Saved entries
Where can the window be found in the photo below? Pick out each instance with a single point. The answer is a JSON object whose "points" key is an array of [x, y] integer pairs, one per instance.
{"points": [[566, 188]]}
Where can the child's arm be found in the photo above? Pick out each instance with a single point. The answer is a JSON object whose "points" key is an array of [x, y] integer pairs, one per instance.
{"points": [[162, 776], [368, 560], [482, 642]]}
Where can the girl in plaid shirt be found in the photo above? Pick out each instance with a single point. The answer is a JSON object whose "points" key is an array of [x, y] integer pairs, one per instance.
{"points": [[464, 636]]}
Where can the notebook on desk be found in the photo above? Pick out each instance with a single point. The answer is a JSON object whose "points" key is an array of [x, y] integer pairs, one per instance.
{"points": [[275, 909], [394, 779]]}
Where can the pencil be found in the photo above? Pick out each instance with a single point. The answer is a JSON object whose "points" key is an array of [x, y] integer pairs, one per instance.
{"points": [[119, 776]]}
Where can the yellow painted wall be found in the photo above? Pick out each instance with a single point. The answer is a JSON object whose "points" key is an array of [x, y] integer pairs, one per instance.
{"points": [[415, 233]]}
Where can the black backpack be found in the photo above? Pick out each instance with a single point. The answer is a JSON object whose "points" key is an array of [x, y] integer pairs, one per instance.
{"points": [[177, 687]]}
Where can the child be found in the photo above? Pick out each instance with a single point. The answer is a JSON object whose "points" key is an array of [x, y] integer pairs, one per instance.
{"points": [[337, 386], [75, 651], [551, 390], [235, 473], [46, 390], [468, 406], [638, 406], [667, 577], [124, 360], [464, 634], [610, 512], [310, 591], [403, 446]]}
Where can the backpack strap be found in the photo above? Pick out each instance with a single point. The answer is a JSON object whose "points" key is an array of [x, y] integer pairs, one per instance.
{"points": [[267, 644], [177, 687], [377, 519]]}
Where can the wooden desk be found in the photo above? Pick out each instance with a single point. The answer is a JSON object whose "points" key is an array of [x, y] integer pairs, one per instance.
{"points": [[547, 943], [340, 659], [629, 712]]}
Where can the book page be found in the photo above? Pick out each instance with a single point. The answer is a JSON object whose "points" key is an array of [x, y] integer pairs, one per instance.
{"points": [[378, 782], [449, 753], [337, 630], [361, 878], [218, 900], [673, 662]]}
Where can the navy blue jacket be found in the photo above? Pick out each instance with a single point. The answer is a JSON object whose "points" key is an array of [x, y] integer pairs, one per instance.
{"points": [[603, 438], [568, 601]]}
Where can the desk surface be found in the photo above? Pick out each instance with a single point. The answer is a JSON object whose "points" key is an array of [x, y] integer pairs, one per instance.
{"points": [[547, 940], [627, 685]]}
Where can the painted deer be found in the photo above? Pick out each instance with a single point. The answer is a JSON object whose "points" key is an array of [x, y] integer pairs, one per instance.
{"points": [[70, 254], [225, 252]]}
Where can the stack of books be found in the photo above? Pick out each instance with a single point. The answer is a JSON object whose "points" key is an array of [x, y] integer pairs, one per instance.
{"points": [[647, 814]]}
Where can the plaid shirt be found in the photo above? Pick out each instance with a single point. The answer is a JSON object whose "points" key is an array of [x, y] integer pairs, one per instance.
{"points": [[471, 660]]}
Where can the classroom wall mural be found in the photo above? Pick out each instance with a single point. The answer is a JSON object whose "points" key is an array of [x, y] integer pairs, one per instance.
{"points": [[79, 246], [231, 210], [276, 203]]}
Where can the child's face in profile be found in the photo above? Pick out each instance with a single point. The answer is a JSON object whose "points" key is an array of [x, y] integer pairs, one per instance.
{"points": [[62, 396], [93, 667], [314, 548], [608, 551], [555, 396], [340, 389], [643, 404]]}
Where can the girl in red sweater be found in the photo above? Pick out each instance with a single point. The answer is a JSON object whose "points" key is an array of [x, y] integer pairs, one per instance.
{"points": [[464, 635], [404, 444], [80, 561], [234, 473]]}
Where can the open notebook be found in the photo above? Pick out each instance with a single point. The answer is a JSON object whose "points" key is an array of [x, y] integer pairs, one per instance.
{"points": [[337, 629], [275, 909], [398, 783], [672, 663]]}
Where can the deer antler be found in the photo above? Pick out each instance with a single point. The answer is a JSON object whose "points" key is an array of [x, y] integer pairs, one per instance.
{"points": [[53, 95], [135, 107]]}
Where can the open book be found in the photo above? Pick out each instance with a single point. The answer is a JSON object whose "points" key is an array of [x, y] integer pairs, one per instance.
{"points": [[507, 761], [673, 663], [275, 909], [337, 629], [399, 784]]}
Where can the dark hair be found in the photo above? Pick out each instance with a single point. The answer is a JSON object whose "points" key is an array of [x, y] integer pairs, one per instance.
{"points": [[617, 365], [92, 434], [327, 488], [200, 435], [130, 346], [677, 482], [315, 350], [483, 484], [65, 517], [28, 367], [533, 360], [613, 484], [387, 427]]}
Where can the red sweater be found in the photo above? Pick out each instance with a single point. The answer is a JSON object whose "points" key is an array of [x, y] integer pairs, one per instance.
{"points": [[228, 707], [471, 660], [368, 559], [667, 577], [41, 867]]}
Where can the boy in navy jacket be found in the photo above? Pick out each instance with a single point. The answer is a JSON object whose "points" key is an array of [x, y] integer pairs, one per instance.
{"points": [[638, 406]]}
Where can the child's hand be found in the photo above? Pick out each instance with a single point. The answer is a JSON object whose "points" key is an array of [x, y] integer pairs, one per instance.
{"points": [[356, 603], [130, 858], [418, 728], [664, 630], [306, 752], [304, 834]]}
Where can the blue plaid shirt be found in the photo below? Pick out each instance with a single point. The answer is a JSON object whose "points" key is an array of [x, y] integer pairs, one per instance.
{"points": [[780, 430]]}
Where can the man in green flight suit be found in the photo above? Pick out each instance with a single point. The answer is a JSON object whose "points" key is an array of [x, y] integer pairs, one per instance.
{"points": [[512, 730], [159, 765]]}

## ASSIGNED TASK
Extract every line from the one containing "Where can the dark" to the end of the entries, including both of those lines, exactly as given and with nothing added.

## SOLUTION FOR THIS EXERCISE
Where can the dark hair be found in the photo above? Pick out each instance with a single point. The answer is a JSON object whose "points" key is an array of [x, y] integer pairs, one per instance.
{"points": [[617, 365], [92, 434], [327, 488], [200, 435], [130, 346], [677, 482], [315, 350], [483, 484], [65, 517], [28, 367], [533, 360], [613, 484], [387, 427]]}
Where can the red sweater be found in the photo above? Pick out each instance with a single point. The answer is a JSON object whose "points" key is an array of [x, y] integer pairs, one per instance.
{"points": [[228, 707], [471, 660], [368, 559], [667, 577], [41, 867]]}
Where can the boy in navy jacket be found in the photo above? Pick out each instance with a single point. The answer is a JSON object whose "points" key is an array of [x, y] integer pairs, one per instance.
{"points": [[638, 406]]}
Where can the child's hand be found in the photo above? Pick out each instance with a single point. The answer is a JSON object whose "points" key is an array of [x, y] integer pairs, one per instance.
{"points": [[356, 603], [130, 858], [418, 728], [664, 630], [306, 752], [304, 834]]}
Where can the blue plaid shirt be found in the photo below? Pick out each instance with a single point. The answer is a JSON object whose "points" key is an array of [x, y] integer pairs, one per instance.
{"points": [[780, 430]]}
Where can the man in green flight suit be found in the photo above? Pick out each instance with a single point. The answer is a JSON object whose "points" key is an array of [x, y] integer pairs, one per instance.
{"points": [[512, 730], [159, 765]]}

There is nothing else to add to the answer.